### [Records to use]
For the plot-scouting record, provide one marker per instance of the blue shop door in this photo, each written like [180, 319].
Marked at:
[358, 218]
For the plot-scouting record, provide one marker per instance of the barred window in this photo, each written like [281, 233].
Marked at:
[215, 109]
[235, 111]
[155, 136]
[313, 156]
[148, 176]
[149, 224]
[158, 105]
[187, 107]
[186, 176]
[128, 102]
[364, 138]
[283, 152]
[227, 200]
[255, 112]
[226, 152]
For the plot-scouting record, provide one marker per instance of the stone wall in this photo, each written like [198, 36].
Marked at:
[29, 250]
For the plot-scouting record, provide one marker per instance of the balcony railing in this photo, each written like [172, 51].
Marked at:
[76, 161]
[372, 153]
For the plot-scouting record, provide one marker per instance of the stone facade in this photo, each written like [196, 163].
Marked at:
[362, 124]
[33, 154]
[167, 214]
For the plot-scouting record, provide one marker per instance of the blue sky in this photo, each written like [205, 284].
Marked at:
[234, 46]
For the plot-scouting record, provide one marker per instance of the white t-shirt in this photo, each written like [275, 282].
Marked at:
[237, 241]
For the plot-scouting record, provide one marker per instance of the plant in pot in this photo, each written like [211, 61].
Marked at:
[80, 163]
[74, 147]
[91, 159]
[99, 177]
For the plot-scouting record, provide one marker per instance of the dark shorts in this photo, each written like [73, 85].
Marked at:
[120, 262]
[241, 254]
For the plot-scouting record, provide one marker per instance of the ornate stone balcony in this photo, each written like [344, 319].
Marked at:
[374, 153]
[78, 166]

### [Work to complete]
Reproduce every one of the records above word for word, with nothing altered or left out.

### [Finished task]
For the plot-scouting record, provide one marker per instance of the blue shop door in this photo, each written like [180, 319].
Marked at:
[358, 218]
For the plot-scouting record, provide one marker per instance of the barred window in this photo, each written like [281, 233].
Marked at:
[215, 109]
[235, 111]
[155, 136]
[313, 156]
[148, 176]
[149, 224]
[158, 105]
[187, 107]
[186, 176]
[128, 102]
[364, 138]
[283, 152]
[227, 200]
[255, 112]
[226, 152]
For the plot-scouting record, provide one marker per instance of the stone wall in this photo, each written like [198, 36].
Marked at:
[29, 250]
For the plot-scouting record, provide one marker per instance of the balcony railing in this photo, each written like [172, 51].
Marked at:
[76, 161]
[372, 153]
For the plot-scouting record, provide one marker per instance of the stone facade in this photo, each written like [196, 163].
Marked at:
[362, 124]
[33, 154]
[167, 214]
For the plot-scouting record, provide one marker per instance of the blue sky in this photo, each written like [205, 284].
Marked at:
[234, 46]
For the plot-scouting record, provide one marker per instance of the white t-shirt in this photo, each written like [275, 282].
Marked at:
[237, 241]
For the plot-scouting record, provide one marker per instance of the plant in pot in this photo, each written like [211, 61].
Marked at:
[80, 163]
[74, 147]
[91, 159]
[99, 177]
For the plot-scouting record, provide one marker per instance of the dark shorts in this photo, each written like [73, 85].
Marked at:
[120, 262]
[241, 254]
For the plot-scouting record, provide one marker per instance of the ornate stone balcony in this photo, each written like [344, 319].
Marked at:
[374, 153]
[78, 166]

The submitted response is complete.